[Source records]
* * *

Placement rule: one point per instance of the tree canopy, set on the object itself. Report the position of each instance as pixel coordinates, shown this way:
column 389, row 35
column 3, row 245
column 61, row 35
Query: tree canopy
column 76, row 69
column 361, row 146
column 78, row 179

* * *

*WORK REQUEST*:
Take the entries above and write them out again unchanged.

*REPLY TO THE EXERCISE*:
Placement rule: one point per instance of the tree canopy, set on the object itself. Report the position of each instance as pixel coordinates, shown this way:
column 389, row 35
column 3, row 245
column 61, row 35
Query: tree canopy
column 76, row 69
column 361, row 146
column 78, row 179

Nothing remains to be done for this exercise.